TASK INSTRUCTIONS: Could you reproduce, word for word, the passage of the Settle-Carlisle Railway history below, starting at "By 1865, the" and ending at "the market town."?

The History of the Settle Carlisle Railway
The Settle-Carlisle Railway was built by the Midland Railway company, after a dispute with the London and North Western Railway over access to Scotland over the LNWR’s route.
The main East and West Coast Main Lines were in place serving the key Anglo-Scottish market, but the growing Midland Railway was encountering substantial problems in gaining co-operation from its rival companies. The Midland Railway came north as far as Ingleton, but requests that its goods and passengers be carried by the London & North Western from there to Carlisle and Scotland were not carried out particularly helpfully.
By 1865, the Midland had thought of the concept of the Settle-Carlisle, applied to Parliament, and a Bill was passed to enable the line to be built. Construction work started in 1870, and was completed in 1876.
It was not a branch line, but was engineered for high-speed running throughout, following the natural pathways through the hills of the Pennines to compete for Anglo-Scottish passengers. As a result, the local population were not as well served as they might have been – for example – at Dent the station is some 4 miles and 600 feet higher than the village it purports to serve, and Kirkby Stephen station is 1½ miles away from the market town.
It consisted of 72 miles of tracks, with 17 major viaducts and 14 tunnels blasted through the seemingly impossible hillsides, the line was constructed by men with little to supplement muscle power other than dynamite and temporary tramways. It was advertised as the most picturesque route to Scotland, and the Victorian and Edwardian travelling public took it to their hearts, helping to play a profitable and important role in the fortunes of the Midland Railway.
Construction began in 1869 and lasted for seven long years with about 6,000 men working on the line – the last main line railway in England constructed almost entirely by hand. Hundreds of railway builders (“navvies”) lost their lives building the line, from a combination of accidents, fights, and smallpox outbreaks. In particular, building the Ribblehead (then Batty Moss) viaduct, with its 24 massive stone arches 104 feet (32 metres) above the moor, caused such loss of life that the railway paid for an expansion of the local graveyard. Memorials along the line, especially that at St Leonards’ Church, Chapel-le-dale, near Ribblehead, commemorate the lives of some of the men who died building the line.
The Midland Company wanted a fast line and specified gradients no greater than 1 in 100, giving the line its nickname of “the Long Drag.” On a heavy train, a fireman could use up to five tons of coal, and the line was occasionally used as a test track to compare the motive power of various locomotives under consideration by the railway. The S&C is a challenging line for the driver and fireman in any weather, but its challenges are multiplied during spring and autumn windstorms and winter snows.

RECORDED DATA:
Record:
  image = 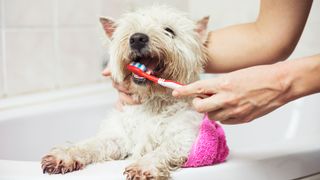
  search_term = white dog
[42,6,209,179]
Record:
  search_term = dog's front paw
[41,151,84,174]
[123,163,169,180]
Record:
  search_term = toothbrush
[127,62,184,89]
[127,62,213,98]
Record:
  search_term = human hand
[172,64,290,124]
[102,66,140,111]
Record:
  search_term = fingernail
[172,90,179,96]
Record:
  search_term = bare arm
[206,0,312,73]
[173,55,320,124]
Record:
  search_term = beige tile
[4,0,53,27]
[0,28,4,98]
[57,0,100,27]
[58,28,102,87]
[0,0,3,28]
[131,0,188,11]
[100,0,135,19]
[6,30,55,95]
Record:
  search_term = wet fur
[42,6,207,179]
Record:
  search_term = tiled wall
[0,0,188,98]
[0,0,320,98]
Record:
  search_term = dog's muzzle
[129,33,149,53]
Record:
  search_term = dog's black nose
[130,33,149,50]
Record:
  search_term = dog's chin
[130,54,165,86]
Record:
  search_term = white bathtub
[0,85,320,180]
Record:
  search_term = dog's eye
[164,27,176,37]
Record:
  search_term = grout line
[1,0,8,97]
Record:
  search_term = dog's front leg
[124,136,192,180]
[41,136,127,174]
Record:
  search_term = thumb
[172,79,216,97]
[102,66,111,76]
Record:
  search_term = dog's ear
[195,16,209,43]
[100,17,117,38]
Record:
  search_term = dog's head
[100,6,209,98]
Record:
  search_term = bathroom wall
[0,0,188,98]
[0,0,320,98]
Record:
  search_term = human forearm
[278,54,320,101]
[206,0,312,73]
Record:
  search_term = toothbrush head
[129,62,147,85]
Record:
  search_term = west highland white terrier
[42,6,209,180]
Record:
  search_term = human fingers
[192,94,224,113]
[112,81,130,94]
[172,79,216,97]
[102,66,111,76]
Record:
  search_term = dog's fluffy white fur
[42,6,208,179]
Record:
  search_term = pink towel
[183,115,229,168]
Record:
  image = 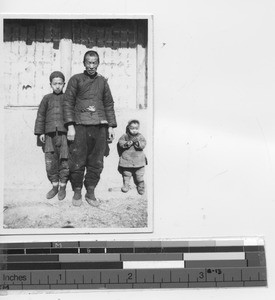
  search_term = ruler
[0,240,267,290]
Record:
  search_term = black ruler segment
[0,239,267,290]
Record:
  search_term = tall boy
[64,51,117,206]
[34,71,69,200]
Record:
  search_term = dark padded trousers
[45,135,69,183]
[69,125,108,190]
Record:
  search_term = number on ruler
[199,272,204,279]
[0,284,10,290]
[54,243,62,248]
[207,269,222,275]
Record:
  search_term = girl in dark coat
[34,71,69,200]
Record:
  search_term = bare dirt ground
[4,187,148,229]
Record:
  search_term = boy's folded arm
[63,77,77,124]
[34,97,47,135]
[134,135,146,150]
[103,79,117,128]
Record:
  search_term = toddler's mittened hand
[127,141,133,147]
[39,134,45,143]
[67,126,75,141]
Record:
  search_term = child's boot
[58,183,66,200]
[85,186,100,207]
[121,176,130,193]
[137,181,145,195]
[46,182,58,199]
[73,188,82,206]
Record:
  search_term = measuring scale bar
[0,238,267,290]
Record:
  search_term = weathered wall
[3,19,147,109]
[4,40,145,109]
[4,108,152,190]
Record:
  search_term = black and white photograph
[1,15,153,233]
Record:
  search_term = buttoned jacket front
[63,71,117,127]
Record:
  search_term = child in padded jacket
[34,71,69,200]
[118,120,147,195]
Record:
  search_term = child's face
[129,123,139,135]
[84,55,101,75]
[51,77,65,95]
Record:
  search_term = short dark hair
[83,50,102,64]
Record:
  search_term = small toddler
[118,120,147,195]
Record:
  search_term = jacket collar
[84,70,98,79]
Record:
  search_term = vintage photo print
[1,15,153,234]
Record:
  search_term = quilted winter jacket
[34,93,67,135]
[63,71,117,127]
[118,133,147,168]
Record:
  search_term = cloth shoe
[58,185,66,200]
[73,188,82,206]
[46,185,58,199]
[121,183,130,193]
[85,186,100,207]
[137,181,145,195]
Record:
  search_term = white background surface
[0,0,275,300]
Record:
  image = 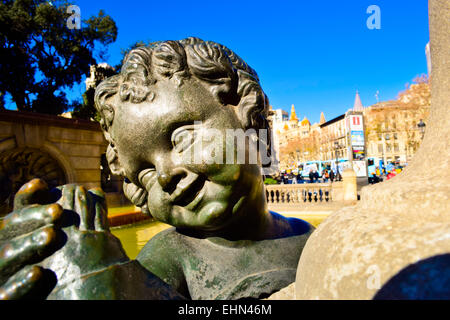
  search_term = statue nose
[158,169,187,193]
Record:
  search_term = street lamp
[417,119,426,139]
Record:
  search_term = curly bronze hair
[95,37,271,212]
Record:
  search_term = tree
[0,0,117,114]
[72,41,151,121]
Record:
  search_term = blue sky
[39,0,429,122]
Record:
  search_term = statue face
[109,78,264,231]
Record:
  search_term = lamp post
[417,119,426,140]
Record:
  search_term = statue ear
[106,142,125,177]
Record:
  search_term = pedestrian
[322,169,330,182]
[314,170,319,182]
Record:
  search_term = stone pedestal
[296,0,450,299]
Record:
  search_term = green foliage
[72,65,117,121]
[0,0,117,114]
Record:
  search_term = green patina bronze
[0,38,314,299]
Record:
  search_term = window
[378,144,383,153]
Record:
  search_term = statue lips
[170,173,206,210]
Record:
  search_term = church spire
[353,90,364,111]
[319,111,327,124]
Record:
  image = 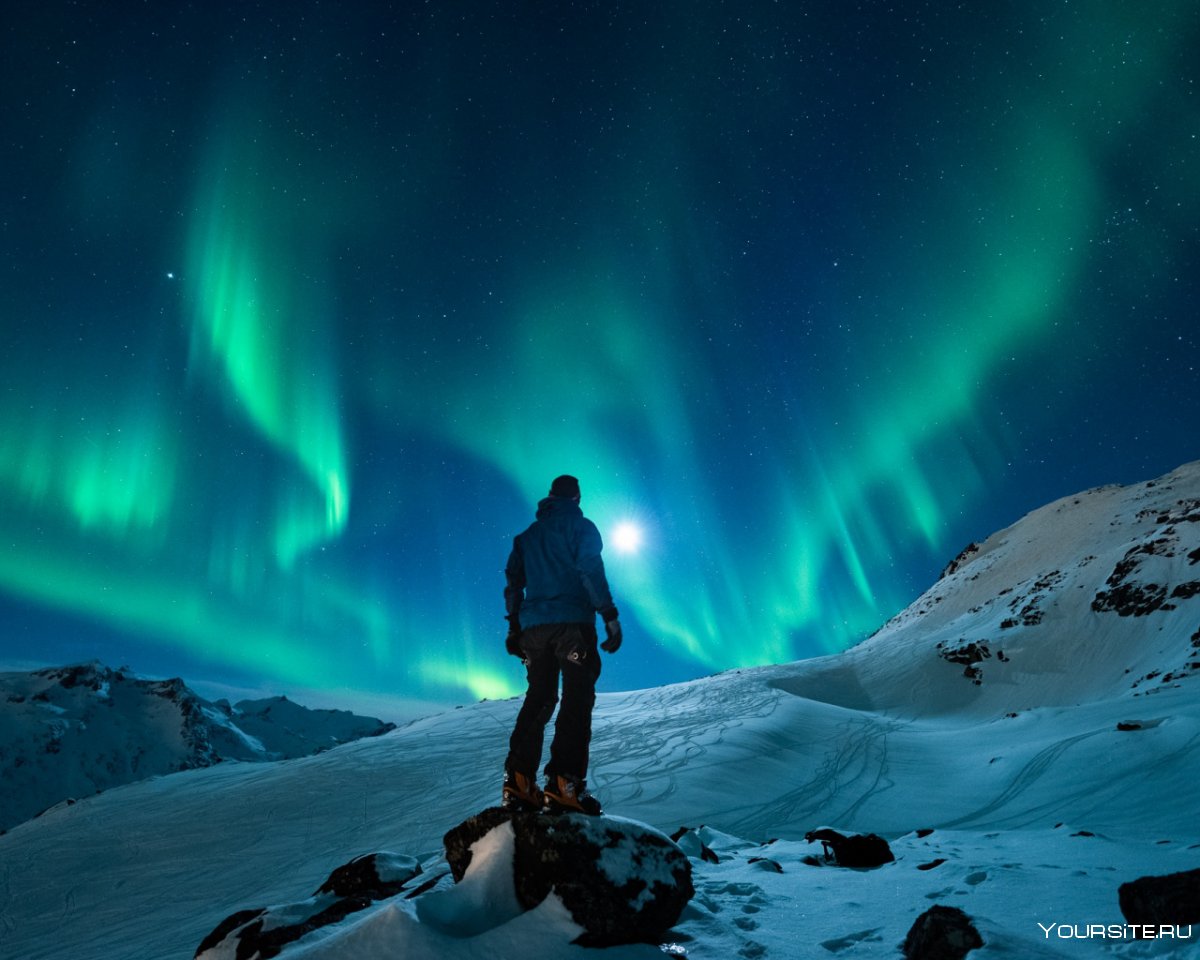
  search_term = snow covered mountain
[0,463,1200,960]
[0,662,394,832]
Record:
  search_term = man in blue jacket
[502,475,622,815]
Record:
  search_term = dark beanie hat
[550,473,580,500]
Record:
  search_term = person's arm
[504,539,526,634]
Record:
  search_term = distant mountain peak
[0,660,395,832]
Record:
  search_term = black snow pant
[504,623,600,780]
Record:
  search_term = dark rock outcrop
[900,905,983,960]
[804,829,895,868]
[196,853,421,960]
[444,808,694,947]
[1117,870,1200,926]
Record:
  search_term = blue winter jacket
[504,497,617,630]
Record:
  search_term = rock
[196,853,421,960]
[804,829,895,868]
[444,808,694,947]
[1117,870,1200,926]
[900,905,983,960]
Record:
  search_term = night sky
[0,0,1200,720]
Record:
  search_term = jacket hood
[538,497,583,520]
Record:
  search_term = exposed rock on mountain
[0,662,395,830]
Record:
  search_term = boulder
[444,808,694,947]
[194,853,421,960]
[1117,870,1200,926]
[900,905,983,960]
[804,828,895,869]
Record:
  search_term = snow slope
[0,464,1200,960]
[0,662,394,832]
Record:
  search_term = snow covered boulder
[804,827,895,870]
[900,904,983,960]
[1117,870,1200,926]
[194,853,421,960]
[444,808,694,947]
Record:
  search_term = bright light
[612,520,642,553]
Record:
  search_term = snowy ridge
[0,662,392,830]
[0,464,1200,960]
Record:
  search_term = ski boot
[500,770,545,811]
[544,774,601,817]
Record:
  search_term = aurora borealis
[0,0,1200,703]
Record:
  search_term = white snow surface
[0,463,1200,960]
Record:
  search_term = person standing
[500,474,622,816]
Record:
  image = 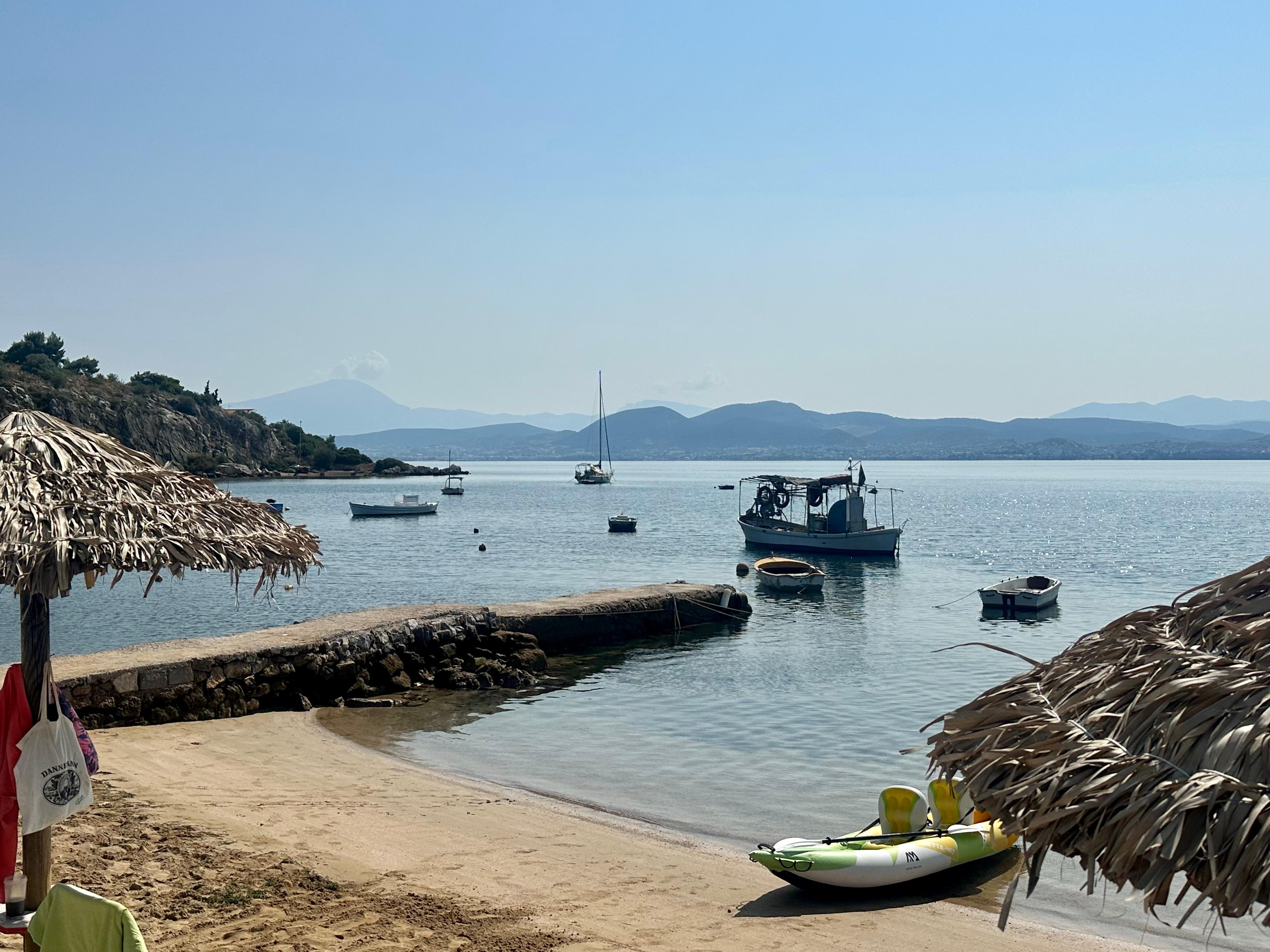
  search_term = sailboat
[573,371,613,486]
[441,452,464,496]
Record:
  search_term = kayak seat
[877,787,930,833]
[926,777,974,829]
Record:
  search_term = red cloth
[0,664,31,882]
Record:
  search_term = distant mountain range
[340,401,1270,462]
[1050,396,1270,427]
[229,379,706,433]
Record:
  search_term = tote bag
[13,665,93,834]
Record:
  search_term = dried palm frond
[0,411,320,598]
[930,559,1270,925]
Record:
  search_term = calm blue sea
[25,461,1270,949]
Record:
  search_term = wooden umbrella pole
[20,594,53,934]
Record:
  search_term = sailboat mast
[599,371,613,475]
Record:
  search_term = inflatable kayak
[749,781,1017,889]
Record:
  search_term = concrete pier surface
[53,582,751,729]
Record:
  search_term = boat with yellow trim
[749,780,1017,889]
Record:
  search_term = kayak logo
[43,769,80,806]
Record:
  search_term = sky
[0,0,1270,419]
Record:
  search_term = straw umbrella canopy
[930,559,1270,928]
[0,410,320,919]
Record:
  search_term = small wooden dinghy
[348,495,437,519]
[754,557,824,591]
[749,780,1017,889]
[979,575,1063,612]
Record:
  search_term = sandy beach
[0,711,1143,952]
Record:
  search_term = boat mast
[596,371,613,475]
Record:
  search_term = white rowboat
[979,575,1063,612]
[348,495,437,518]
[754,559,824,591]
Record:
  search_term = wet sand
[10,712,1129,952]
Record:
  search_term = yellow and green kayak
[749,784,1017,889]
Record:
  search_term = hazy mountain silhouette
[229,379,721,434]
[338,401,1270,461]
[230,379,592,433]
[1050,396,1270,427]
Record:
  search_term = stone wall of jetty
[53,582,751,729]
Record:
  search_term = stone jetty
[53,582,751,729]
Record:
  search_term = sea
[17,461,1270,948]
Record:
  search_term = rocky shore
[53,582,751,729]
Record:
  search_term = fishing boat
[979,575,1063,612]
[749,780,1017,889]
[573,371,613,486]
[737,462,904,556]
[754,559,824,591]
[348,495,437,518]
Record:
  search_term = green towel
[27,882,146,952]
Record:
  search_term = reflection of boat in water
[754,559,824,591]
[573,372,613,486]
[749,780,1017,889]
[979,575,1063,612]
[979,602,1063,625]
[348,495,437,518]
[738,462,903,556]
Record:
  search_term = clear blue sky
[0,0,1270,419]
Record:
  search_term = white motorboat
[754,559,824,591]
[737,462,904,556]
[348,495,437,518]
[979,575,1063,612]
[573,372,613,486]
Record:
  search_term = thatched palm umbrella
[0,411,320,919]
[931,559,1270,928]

EXPECTED OUTPUT:
By 1865, the Midland had thought of the concept of the Settle-Carlisle, applied to Parliament, and a Bill was passed to enable the line to be built. Construction work started in 1870, and was completed in 1876.
It was not a branch line, but was engineered for high-speed running throughout, following the natural pathways through the hills of the Pennines to compete for Anglo-Scottish passengers. As a result, the local population were not as well served as they might have been – for example – at Dent the station is some 4 miles and 600 feet higher than the village it purports to serve, and Kirkby Stephen station is 1½ miles away from the market town.